Problem requirements - Search the material below for the word "roof". Copy every line that has it.

The data -
_ _ _ _
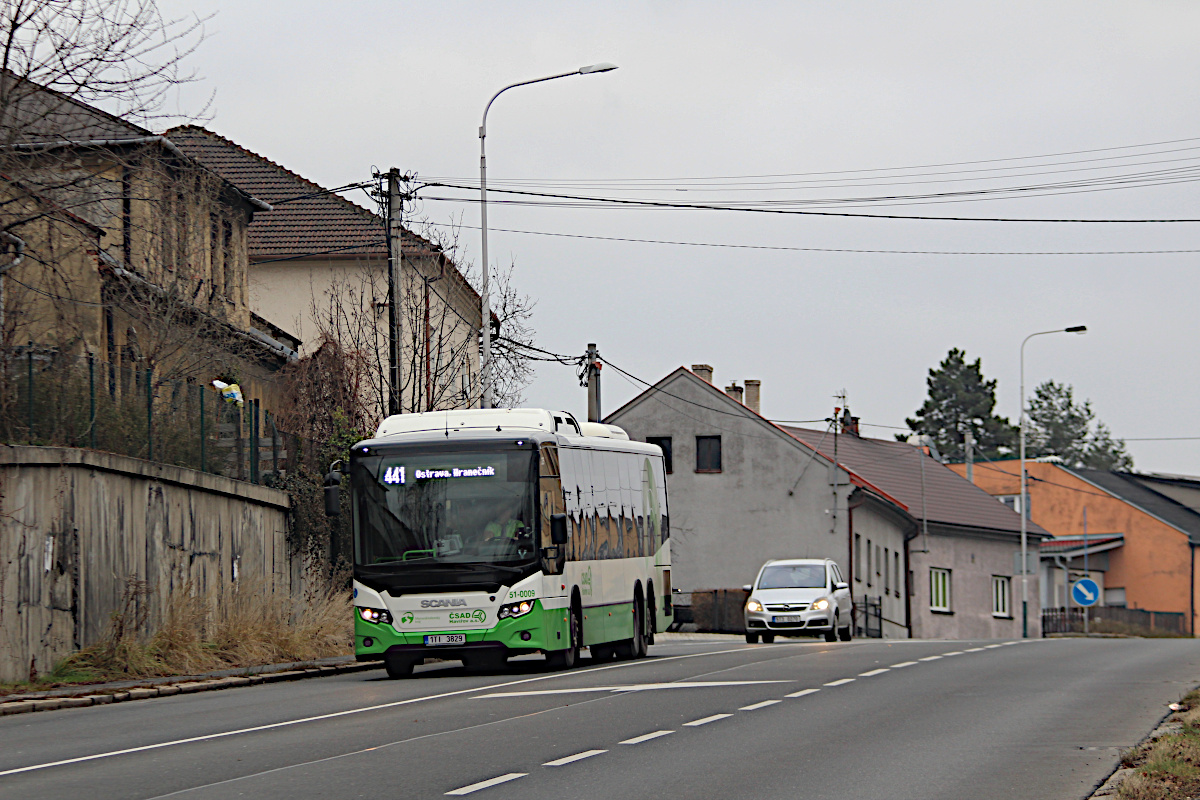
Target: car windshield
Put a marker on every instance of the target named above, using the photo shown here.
(425, 509)
(797, 576)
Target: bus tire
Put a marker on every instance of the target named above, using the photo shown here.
(570, 656)
(397, 667)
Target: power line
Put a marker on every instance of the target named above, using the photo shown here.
(823, 250)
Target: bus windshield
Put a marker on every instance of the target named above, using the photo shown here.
(426, 509)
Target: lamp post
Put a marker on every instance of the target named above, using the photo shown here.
(485, 356)
(1025, 510)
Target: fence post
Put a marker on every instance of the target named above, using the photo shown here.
(29, 385)
(91, 391)
(204, 463)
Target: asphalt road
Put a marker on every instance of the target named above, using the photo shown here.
(863, 720)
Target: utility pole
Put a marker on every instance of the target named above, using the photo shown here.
(593, 377)
(395, 293)
(969, 445)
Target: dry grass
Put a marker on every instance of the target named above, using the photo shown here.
(240, 626)
(1169, 767)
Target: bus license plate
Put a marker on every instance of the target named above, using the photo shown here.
(445, 638)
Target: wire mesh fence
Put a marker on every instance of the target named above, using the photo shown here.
(57, 400)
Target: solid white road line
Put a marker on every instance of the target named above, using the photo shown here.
(286, 723)
(576, 757)
(696, 723)
(646, 737)
(491, 782)
(759, 705)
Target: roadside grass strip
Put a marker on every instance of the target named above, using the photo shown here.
(577, 757)
(755, 707)
(646, 737)
(486, 785)
(696, 723)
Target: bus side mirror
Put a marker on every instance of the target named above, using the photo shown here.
(558, 529)
(333, 493)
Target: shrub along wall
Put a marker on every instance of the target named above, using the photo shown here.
(77, 527)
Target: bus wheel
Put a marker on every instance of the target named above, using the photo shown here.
(397, 667)
(570, 656)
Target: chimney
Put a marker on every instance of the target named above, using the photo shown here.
(753, 395)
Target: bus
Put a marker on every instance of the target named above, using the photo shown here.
(485, 534)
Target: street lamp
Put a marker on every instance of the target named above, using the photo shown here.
(1024, 504)
(485, 358)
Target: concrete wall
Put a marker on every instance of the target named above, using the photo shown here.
(972, 560)
(76, 524)
(725, 525)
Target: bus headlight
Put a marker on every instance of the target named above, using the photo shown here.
(377, 615)
(515, 609)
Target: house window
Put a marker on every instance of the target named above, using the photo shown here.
(939, 589)
(665, 444)
(708, 453)
(1001, 593)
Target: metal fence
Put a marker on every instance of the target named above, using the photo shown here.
(1114, 619)
(51, 398)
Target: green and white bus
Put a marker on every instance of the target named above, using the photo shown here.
(491, 533)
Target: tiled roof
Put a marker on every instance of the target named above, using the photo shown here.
(322, 223)
(895, 468)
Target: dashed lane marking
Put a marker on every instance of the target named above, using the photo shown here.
(576, 757)
(487, 783)
(646, 737)
(755, 707)
(696, 723)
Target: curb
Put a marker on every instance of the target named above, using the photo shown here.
(187, 685)
(1110, 787)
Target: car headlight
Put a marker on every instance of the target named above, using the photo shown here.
(378, 615)
(515, 609)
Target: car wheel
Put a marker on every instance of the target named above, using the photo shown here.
(570, 656)
(399, 667)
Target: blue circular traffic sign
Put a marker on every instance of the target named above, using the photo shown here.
(1085, 593)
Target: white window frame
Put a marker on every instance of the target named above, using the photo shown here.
(939, 589)
(1002, 596)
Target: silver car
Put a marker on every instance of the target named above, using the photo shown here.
(804, 596)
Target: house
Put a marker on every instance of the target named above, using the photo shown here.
(1143, 531)
(743, 491)
(964, 560)
(319, 270)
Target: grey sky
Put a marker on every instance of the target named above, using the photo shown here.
(718, 89)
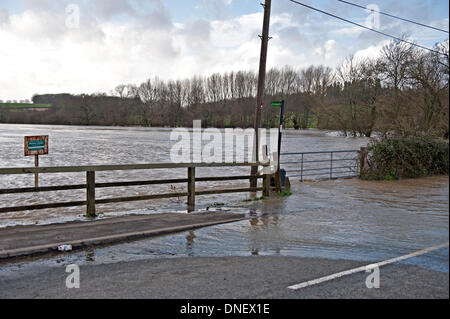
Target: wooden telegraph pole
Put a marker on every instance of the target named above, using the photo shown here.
(260, 94)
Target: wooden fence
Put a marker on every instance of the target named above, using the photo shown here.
(91, 184)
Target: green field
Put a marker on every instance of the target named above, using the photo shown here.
(22, 106)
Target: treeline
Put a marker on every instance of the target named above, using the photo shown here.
(402, 92)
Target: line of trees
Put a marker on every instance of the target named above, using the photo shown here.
(403, 92)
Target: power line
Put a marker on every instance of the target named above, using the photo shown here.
(367, 28)
(393, 16)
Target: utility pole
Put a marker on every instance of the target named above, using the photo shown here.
(260, 94)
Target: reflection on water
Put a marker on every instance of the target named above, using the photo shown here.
(342, 219)
(109, 145)
(348, 219)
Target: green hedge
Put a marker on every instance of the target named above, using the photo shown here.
(393, 158)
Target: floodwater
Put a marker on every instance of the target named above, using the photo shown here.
(71, 146)
(345, 218)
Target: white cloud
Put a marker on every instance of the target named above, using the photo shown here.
(117, 43)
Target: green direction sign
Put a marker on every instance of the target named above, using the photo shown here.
(37, 145)
(276, 104)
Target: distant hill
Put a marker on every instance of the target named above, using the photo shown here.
(24, 106)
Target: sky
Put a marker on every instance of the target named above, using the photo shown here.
(88, 46)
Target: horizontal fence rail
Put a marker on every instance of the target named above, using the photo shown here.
(91, 184)
(322, 164)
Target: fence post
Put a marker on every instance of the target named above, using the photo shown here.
(331, 166)
(90, 193)
(191, 188)
(362, 160)
(266, 184)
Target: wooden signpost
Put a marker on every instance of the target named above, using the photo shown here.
(279, 104)
(36, 145)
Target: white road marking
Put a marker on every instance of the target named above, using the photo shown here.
(364, 268)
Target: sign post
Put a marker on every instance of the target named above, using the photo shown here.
(36, 145)
(279, 104)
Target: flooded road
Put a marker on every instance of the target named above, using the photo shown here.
(337, 219)
(71, 146)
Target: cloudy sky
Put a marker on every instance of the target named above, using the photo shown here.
(87, 46)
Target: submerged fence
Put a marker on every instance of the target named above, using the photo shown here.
(91, 185)
(322, 164)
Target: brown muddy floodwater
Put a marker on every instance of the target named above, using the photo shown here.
(346, 218)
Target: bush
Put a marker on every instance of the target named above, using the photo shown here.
(393, 158)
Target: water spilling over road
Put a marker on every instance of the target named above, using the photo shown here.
(70, 146)
(347, 219)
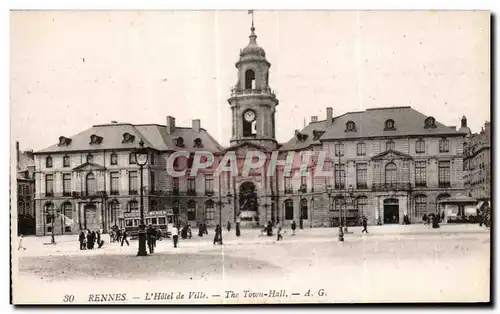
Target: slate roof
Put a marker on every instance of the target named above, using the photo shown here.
(155, 136)
(370, 123)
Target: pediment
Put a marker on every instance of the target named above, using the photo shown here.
(391, 155)
(89, 166)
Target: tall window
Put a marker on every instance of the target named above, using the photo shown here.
(288, 210)
(133, 206)
(288, 185)
(66, 184)
(132, 182)
(209, 210)
(391, 174)
(444, 145)
(361, 149)
(420, 146)
(209, 183)
(49, 185)
(114, 183)
(131, 159)
(339, 176)
(114, 159)
(444, 173)
(361, 176)
(66, 162)
(390, 145)
(420, 205)
(420, 173)
(153, 182)
(175, 186)
(91, 187)
(191, 185)
(339, 149)
(48, 162)
(191, 210)
(362, 204)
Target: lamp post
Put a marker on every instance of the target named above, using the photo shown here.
(141, 158)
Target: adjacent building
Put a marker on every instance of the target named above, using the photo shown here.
(382, 163)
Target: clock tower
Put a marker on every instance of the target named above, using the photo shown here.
(253, 103)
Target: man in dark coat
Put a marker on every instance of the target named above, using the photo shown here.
(81, 238)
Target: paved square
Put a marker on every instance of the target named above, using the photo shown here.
(391, 264)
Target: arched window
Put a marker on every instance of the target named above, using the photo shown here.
(250, 79)
(420, 206)
(191, 210)
(209, 210)
(48, 162)
(303, 209)
(289, 209)
(91, 184)
(391, 176)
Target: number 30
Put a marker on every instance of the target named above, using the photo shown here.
(69, 298)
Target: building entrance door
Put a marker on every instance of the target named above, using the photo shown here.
(391, 211)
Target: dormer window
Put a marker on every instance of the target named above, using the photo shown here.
(128, 138)
(94, 139)
(389, 125)
(179, 142)
(198, 142)
(64, 141)
(317, 134)
(350, 126)
(430, 122)
(48, 162)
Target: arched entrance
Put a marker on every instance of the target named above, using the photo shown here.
(248, 203)
(391, 211)
(91, 218)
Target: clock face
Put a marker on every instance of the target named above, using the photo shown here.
(249, 116)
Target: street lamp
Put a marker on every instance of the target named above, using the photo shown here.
(141, 158)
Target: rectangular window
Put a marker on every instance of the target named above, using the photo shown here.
(339, 176)
(361, 176)
(191, 185)
(420, 173)
(444, 146)
(209, 183)
(288, 185)
(66, 184)
(175, 186)
(339, 149)
(444, 173)
(361, 149)
(114, 183)
(132, 183)
(49, 185)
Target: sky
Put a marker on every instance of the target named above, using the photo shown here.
(70, 70)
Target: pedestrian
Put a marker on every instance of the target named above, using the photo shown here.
(21, 246)
(124, 237)
(280, 236)
(81, 239)
(149, 237)
(175, 235)
(365, 225)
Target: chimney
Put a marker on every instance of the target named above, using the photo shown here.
(170, 124)
(17, 152)
(329, 115)
(196, 125)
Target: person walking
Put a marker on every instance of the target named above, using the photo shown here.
(365, 225)
(81, 239)
(175, 235)
(124, 236)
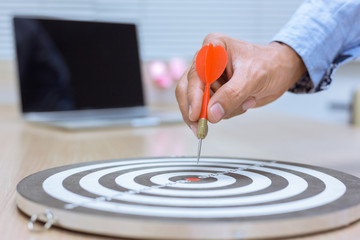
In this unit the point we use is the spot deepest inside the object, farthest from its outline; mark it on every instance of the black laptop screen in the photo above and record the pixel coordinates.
(77, 65)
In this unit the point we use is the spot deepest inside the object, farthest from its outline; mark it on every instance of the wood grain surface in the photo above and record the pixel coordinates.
(26, 149)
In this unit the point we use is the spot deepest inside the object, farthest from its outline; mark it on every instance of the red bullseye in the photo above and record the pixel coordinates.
(192, 179)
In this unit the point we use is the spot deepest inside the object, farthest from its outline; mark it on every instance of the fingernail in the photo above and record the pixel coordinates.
(193, 128)
(217, 112)
(249, 104)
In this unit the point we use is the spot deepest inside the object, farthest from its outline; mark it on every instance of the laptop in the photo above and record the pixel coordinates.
(81, 74)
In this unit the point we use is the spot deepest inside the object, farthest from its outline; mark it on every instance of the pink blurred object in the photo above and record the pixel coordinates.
(177, 67)
(159, 74)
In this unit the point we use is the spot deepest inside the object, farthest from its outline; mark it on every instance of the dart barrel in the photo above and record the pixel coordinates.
(202, 128)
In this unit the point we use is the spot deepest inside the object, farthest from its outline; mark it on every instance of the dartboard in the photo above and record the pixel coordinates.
(175, 198)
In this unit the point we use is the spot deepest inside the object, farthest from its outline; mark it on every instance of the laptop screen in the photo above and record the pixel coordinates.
(77, 65)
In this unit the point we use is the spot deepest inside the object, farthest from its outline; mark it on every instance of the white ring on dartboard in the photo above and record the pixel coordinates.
(334, 189)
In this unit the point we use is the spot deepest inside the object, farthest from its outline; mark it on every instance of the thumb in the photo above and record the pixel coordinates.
(217, 39)
(228, 100)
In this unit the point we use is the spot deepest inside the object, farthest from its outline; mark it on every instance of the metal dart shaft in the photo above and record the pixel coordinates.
(201, 134)
(199, 149)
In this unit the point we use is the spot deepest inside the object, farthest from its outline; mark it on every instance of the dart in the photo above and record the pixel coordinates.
(210, 64)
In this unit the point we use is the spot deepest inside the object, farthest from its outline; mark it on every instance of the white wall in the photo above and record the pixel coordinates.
(166, 28)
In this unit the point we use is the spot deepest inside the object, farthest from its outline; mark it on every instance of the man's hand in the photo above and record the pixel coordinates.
(255, 75)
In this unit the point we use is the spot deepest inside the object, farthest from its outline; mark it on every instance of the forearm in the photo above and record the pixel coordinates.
(324, 34)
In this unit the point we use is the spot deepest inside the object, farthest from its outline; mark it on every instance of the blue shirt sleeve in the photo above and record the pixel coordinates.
(325, 34)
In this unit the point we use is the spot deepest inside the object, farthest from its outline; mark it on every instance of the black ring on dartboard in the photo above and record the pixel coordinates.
(37, 194)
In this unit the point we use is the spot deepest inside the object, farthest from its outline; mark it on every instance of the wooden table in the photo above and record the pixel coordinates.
(26, 149)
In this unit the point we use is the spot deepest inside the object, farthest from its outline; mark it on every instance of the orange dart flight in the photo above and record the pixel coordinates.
(210, 64)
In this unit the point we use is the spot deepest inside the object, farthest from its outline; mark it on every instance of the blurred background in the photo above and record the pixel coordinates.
(172, 31)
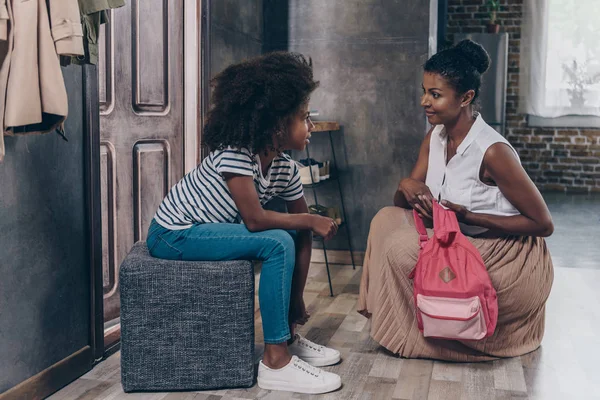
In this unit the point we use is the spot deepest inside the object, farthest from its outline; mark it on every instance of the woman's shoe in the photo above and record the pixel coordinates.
(298, 376)
(314, 354)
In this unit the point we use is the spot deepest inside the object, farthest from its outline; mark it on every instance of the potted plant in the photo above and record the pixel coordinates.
(493, 8)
_ _ _ _
Task answer -
Target: tiled roof
Target: slate roof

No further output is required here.